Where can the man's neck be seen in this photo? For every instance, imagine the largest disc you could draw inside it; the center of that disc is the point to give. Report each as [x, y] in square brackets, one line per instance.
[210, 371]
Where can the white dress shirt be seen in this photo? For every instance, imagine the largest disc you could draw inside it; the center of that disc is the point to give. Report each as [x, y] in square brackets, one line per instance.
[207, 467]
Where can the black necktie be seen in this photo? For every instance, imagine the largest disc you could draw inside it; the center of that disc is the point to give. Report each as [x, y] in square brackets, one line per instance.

--

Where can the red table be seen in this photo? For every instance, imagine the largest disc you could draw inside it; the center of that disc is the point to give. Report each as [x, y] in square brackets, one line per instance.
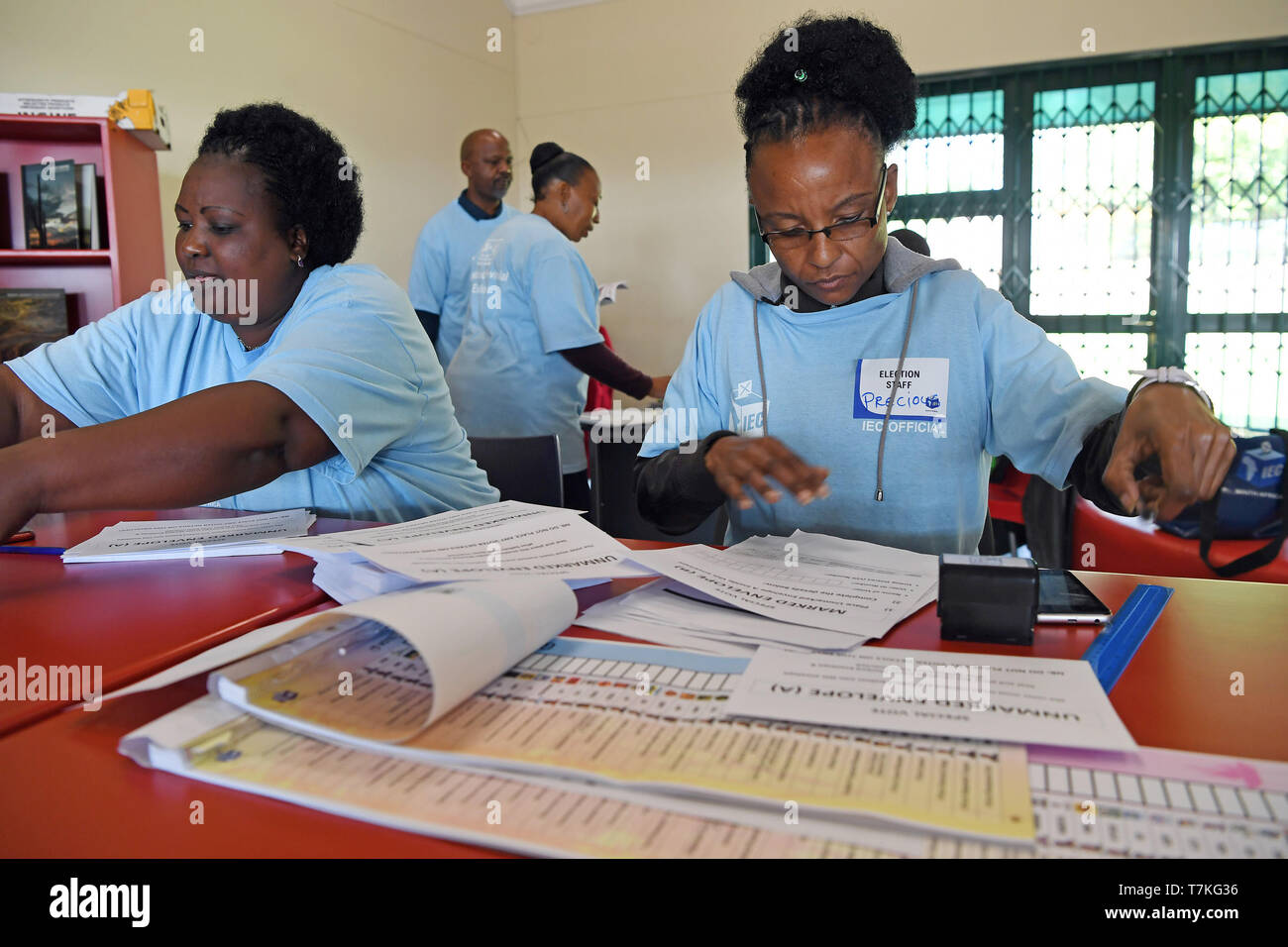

### [Work to complete]
In the listing above, find the line with "Where can the white" and the line with "Where can the black", then print exactly those two lines and every line between them, and nothing more.

### [Output for this task]
Where can the white dress shirt be seen in this photo? For every instance, imagine the largest disc you could draw inside it; the center of that disc is the point to give. Report each as [x, y] in square brackets, one line per instance.
[207, 467]
Where can the black necktie be seen in this photo? For every instance, imagine the largest disc you could draw inside it; the center of that disc is the point to give. Report each as [x, y] in square brackets, one line per instance.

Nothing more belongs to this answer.